(Beginning of Records supplied)

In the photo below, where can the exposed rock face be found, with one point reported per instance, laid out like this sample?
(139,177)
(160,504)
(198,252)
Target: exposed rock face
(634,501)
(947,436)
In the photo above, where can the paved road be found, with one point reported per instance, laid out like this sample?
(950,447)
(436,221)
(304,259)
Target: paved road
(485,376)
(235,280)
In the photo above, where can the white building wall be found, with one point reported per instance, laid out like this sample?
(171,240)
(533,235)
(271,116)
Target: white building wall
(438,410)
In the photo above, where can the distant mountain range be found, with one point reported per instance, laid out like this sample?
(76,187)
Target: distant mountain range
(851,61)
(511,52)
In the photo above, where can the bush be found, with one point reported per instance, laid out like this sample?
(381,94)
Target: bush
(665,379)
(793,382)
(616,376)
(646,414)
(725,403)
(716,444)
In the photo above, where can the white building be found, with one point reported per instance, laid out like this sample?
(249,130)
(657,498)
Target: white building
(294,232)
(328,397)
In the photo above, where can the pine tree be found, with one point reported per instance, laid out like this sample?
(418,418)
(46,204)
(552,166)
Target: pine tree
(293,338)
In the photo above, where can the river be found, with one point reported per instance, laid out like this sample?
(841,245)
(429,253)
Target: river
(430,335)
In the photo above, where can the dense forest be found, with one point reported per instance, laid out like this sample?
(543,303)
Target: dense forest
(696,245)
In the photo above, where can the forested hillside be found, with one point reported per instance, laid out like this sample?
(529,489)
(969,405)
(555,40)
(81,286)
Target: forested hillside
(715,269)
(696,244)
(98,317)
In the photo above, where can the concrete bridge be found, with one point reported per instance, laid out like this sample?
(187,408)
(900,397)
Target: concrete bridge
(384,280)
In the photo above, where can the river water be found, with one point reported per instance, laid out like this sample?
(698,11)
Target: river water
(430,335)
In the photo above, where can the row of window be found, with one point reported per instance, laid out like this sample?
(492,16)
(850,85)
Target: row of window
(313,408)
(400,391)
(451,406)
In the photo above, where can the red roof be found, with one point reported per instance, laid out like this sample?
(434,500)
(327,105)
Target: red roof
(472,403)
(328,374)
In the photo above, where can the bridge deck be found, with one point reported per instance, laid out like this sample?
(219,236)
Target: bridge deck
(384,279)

(End of Records supplied)

Task description:
Starting at the line with "Target: river water", copy each line through the end of the data, both ends included, and give nothing else.

Answer for this exercise:
Target: river water
(430,335)
In the photo above, where can the row of window be found, with one point reported per instance, laid out like this sample?
(492,16)
(850,85)
Target: row of window
(313,408)
(400,391)
(451,406)
In the photo above, where can the red roof be found, with one point reported per instance, laid out like this sample?
(434,500)
(327,105)
Target: red roof
(472,403)
(328,374)
In the photo above, where can the bridge deck be found, with one point reported per instance, laid out like this sample?
(219,236)
Target: bridge deck
(384,279)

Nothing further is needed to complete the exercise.